(Rows from a pointing dataset)
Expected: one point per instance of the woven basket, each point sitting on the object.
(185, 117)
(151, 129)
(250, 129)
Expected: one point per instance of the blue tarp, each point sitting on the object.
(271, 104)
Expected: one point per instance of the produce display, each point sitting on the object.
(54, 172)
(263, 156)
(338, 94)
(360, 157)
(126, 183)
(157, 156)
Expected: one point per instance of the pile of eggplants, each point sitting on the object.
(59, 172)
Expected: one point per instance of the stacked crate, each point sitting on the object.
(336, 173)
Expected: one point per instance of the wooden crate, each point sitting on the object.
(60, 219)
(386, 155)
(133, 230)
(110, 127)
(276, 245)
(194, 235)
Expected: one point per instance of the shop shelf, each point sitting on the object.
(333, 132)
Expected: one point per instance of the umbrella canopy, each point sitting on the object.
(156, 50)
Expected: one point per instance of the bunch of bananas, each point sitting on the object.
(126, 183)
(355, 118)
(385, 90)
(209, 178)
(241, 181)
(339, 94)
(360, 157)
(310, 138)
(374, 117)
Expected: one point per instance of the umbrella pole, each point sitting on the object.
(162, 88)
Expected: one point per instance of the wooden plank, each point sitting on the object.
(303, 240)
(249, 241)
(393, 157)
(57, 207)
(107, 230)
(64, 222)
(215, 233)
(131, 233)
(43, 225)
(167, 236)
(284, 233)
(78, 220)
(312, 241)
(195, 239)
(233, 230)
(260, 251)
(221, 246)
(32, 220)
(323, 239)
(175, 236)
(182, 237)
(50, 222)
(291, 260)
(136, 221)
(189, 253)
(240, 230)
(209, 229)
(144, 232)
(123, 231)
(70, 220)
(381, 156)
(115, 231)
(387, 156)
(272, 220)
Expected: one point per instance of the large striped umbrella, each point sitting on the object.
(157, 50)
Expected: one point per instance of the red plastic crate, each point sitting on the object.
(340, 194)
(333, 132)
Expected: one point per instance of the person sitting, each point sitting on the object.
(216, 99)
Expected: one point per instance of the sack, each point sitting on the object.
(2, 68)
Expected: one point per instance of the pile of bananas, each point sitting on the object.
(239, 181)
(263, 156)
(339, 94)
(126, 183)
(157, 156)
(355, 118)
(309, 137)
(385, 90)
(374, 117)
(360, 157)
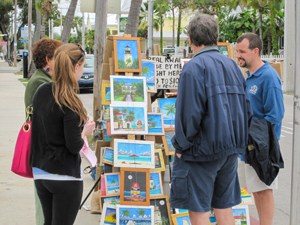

WORK TO BE COMPLETED: Rewrite the data from the line holding "Expected: one point per instance of the large" through the end, inclusive, and scale every point coordinate by 2.4, rounding to whole numbers with halves going up. Omit the pictures from your answer.

RESPONSE BELOW:
Expected: one point per instance of the large striped umbrella, each point sitting on the object.
(377, 120)
Expected: one point per instance of the red plastic crate, each point sitting on the object.
(816, 466)
(799, 317)
Expected: one point per instance of the person sitting, each point sitting on the object.
(518, 238)
Expected: one point per instance of the sack, each point sitting on the object.
(5, 163)
Expected: one point per instance of the pile of bananas, each point sitting on the object.
(574, 434)
(631, 374)
(814, 226)
(302, 439)
(377, 374)
(852, 283)
(742, 329)
(924, 216)
(898, 281)
(864, 377)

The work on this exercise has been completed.